▸ **What is asked**: Can you update the data below by replacing every "Drop a pin" with "Place a marker" and leaving all other text unchanged?

START

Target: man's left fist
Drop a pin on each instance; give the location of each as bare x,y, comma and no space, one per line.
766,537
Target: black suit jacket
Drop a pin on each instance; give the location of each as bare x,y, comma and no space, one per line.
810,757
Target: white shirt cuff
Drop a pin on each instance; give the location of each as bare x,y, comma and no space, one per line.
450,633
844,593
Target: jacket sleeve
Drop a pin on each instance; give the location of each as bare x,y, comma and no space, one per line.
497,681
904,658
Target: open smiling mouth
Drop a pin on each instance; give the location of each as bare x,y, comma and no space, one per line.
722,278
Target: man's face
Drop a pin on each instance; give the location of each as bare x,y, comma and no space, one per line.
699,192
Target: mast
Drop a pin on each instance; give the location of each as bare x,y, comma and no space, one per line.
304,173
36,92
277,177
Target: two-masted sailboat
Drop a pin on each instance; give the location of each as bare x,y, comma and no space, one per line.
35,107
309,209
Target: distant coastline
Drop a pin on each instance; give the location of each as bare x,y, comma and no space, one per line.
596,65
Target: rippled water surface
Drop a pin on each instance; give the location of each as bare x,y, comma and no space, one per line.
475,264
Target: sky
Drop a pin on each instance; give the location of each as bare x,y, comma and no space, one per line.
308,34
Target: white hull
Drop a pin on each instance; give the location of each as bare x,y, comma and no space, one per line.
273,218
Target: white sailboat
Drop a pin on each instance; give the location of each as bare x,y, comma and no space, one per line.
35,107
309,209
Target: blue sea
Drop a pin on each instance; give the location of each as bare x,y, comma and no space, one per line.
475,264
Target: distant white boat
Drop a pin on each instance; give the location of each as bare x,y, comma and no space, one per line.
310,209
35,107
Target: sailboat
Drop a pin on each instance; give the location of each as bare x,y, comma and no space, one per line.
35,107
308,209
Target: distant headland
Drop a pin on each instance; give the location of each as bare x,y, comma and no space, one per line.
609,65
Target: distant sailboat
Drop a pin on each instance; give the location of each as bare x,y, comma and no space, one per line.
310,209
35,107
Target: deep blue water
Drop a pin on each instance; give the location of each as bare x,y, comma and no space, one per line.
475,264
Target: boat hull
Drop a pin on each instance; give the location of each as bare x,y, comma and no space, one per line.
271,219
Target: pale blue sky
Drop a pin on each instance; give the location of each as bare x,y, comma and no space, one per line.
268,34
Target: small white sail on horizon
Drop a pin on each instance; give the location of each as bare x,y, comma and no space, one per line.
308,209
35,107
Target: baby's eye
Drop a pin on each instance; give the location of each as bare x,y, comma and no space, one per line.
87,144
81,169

END

▸ **Written solution**:
Target: man's left fist
Place a marker on each instance; give the location of each as bare x,y, comma and no space, one per line.
766,537
Target: black suit jacket
Place a marker on each instance; give the location of each as bare x,y, comma and no space, one per line.
810,757
Target: white shirt cuff
Place a marker on each instance; give the location of each as bare x,y, comma and no space, one per line.
450,633
844,593
Target: jacket sleeve
Place a marker on each instance; give the location of each as bare x,y, comma and no space, one per line.
497,681
904,658
Target: open smiling mouth
Place a marker on each instance; give the location of each as bare x,y, comma and no space, one per line.
722,278
Target: man's face
Place a marker on each instance; give the location of each as bare x,y, comma and no space, one per line.
699,192
Target: mast
Place a marker on each instance; give the location of each as bare x,y, comma and no space, one per line.
304,173
36,92
277,177
Target: two-masted sailboat
Place a marker on each instance; give the location of each as bare x,y, comma and no space, one per line.
35,107
309,209
Target: distant coastline
Place a marker on each instance; give the location of each as bare x,y, comma and no space, one per line.
596,65
Target: rippled water surface
Place a marker on each instance; give the location of each as bare x,y, comma and no space, one per line.
475,264
Target: sky
Place a marker on each instance; give the location of each as bare x,y, comma and no space, one per line.
308,34
Target: white hull
Place a marker on each instance; give the location of each as bare x,y, comma and no space, one per line.
273,218
Target: white sailboat
Place a marker on each instance; give the location of each as bare x,y, comma and no space, one per line.
35,107
309,209
Target: blue sea
Place a marker on each instance; give the location of each as bare x,y, comma and no space, one per line.
475,264
Target: distant white boat
Place a marker on each instance; give the location of each as bare x,y, comma and no space, one per line.
310,209
35,107
Target: sailboat
Place a marker on each instance; give the location of each as bare x,y, comma and no space, one per line.
35,107
308,209
Target: distant headland
Place a marker on each instance; give the location of each as bare x,y, comma and no space, one per line.
609,65
Target: distant sailboat
Place a marker on each instance; give the location of each as bare x,y, comma and no space, one per line.
310,209
35,107
Target: deep blue water
Place a marker on each instance; give the location of each as bare x,y, comma and no space, one per line.
475,264
Target: boat hull
Place a marker on each instance; give the location of each as bare x,y, comma and no space, one per line.
271,219
Target: pale blue sky
Place a marker on each instance; give the location of each as bare x,y, comma and no space, one per line.
268,34
Target: small white sail on horizon
Place a marker on each instance; give the location of each as bare x,y, comma and no space, one per line.
308,209
35,107
Target: baby's eye
Place a marker on each instance; give the location of each as bare x,y, comma and no space, one per line.
87,144
81,169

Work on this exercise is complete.